**Description of the task**: Send back every record word for word, with nothing missing.

**Source material**:
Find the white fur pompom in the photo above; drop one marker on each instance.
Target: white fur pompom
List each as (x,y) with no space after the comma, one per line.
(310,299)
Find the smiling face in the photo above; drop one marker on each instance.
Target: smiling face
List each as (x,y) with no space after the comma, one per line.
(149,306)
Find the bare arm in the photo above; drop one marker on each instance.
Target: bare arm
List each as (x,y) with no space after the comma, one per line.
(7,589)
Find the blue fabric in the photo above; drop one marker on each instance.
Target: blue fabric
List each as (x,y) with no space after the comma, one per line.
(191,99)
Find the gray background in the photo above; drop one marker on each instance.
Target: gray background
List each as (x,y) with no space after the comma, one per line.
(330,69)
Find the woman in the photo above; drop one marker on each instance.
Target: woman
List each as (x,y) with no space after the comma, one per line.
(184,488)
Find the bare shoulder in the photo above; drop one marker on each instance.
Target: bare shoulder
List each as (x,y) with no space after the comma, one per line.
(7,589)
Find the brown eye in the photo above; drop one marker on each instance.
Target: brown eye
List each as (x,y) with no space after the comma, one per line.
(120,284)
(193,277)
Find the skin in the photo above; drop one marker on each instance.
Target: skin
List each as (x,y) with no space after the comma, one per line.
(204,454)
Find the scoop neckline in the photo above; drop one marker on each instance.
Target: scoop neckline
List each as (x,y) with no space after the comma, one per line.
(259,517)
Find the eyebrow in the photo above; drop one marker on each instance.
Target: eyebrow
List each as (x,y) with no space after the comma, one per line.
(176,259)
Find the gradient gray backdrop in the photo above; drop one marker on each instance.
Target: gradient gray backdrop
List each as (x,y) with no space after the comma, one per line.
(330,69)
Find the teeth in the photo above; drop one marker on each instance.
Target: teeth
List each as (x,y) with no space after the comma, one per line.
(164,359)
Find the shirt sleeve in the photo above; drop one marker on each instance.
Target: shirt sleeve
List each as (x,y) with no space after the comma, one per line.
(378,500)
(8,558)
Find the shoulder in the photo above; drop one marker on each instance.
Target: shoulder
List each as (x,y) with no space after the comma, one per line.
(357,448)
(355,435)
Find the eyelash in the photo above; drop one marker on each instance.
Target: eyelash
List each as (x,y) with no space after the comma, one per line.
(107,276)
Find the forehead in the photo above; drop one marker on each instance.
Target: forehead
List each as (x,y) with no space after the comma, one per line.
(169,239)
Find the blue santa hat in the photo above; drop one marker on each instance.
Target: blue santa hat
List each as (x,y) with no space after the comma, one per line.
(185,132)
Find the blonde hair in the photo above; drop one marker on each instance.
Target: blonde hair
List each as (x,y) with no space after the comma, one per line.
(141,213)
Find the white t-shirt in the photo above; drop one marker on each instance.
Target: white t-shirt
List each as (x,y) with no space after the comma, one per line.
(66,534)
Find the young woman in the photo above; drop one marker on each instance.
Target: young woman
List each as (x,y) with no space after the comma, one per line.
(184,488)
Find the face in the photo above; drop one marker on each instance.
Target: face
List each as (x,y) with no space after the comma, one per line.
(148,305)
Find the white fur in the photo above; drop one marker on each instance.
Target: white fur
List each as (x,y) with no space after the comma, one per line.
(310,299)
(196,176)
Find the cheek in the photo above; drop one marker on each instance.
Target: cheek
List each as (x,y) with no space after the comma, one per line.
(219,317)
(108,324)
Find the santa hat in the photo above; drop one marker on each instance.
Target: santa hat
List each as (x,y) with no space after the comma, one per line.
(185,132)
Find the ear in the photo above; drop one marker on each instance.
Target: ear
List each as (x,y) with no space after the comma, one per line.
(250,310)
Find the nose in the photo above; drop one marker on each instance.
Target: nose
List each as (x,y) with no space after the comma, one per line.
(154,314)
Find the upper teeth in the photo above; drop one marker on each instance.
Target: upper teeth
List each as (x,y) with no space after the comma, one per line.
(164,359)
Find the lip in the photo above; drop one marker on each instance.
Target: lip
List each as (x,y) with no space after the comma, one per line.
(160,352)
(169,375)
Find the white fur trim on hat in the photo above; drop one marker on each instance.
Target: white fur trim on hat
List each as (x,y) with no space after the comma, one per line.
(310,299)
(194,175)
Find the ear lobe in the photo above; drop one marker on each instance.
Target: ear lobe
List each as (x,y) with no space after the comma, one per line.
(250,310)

**Problem solution**:
Find the white fur pompom in the photo above; drop one marker on each instance.
Target: white fur pompom
List each as (x,y) with no space after the comma, one per line.
(310,299)
Find the smiling face in the photo above; drop one marker on each instance.
Target: smiling face
List each as (x,y) with no space after the comma, one per line.
(149,306)
Find the bare arm in the photo above; drop one marker on each instance.
Target: bare arm
List each as (x,y) with no space after the comma, one per line.
(7,589)
Find the blue fabric in the photo above; drop one marker on each instance.
Target: blue fabric
List each as (x,y) with no space after the comma, one per line.
(191,99)
Find the gray background in the photo above; drop one marker on each instance.
Target: gray background
List each as (x,y) with no space after the comma, one per line.
(330,69)
Find the woman in the photo above; drop one marker on each instance.
Target: woman
List each as (x,y) with no space after the comma, one per line.
(184,488)
Find the bare shoulder in the photo above; drop one marker on each instance.
Target: bare shoulder
List each as (x,y) with no space after the comma, one per line.
(7,589)
Find the brown eye in the photo above; drop one marker on each instance.
Target: brown eye
List each as (x,y) with no space after the comma, one per line.
(120,284)
(193,277)
Find the skin in the photo above; drop one marker on each instance.
Target: skin
List each as (x,y) with no space after the comma, one per line.
(204,454)
Find the scoop neckline in the photo above; drop one marker on each instance.
Target: scoop neckline
List each as (x,y) with no space after the comma, one per line.
(259,517)
Find the eyebrow in the photo above; drop one marker on each instance.
Target: eyebrow
List each as (x,y) with no space after the comma, one per line.
(176,259)
Find the gradient gray backdrop in the photo above; drop one marker on each instance.
Target: gradient gray backdrop
List each as (x,y) with no space after the comma, one per line.
(330,69)
Find the teeth in the photo above; drop one marker on each instance.
Target: teeth
List each as (x,y) with no space after the comma, one per line.
(164,359)
Find the shirt sleeve in the photo above; drop one marker on each instance.
Target: shirt sleeve
List each as (x,y) with no space after the comma, one per line.
(378,500)
(8,558)
Find the shoulder in the photo above; drop one marker on each instance.
Target: shoulder
List each as (x,y) with no space after the comma, one per line.
(357,448)
(355,435)
Find the eyelash in the photo above; drop one marker on each instance.
Target: eyelash
List each as (x,y) with no space after the comma, one per line.
(107,276)
Find the forehead in the photo above; drop one marker on each instance.
Target: forehead
List each as (x,y) with no space after the comma, one per line.
(169,239)
Find the blue santa hat in the photo above; drop one marker on each instance.
Target: blue santa hat
List each as (x,y) with no space after the comma, one per line.
(185,132)
Find the blonde hair in the photo above; drop one marker on each instance.
Target: blonde hair
List each as (x,y) with no space after the comma, one per line.
(141,213)
Find the white t-shirt in the photo above; drop one marker on each instance.
Target: white t-shirt
List each as (x,y) with no space after the comma, one per line.
(66,534)
Find the young woman in the photo above; drop one marker on each instance.
Target: young woman
List each as (x,y) with no space after the comma, one per line.
(184,488)
Find the face in the photo above; drop one marker on each instance.
Target: face
List each as (x,y) with no space after the comma, one per line.
(148,305)
Find the white fur in the photo above; drop one marker on each instance.
Target: white fur
List each as (x,y) with no space after the comma, one per line.
(310,299)
(196,176)
Find the cheek in the photo above; drop one marker on each instance.
Target: cheek
List each as (x,y) with no space after the comma, one per line.
(219,317)
(108,324)
Find the santa hat in the photo above; drop one marker on each instance.
Target: santa hat
List each as (x,y) with no space after the comma, one per line.
(185,132)
Find the ear in the photo above; drop one marker on each instance.
Target: ear
List each as (x,y) with no space after the comma, one per line.
(250,310)
Find the nose in the photo above; drop one marker on each instance.
Target: nose
List each as (x,y) with no space after the comma, one per line.
(154,314)
Find the upper teeth in the photo above; drop one marker on each instance.
Target: upper teeth
List each as (x,y) with no space after the comma, one per line.
(164,359)
Find the lip in the photo above; drop one marker on each instance.
Target: lip
List each as (x,y) with no space after the comma, one per line.
(160,352)
(169,375)
Find the white fur trim on hat in the photo above; drop one marker on each instance.
Target: white fur trim on hat
List each as (x,y) with no space after the comma, one per line.
(310,299)
(194,175)
Find the ear lobe in the photo above; drop one marker on each instance.
Target: ear lobe
List each as (x,y) with no space after the comma, one per line.
(250,310)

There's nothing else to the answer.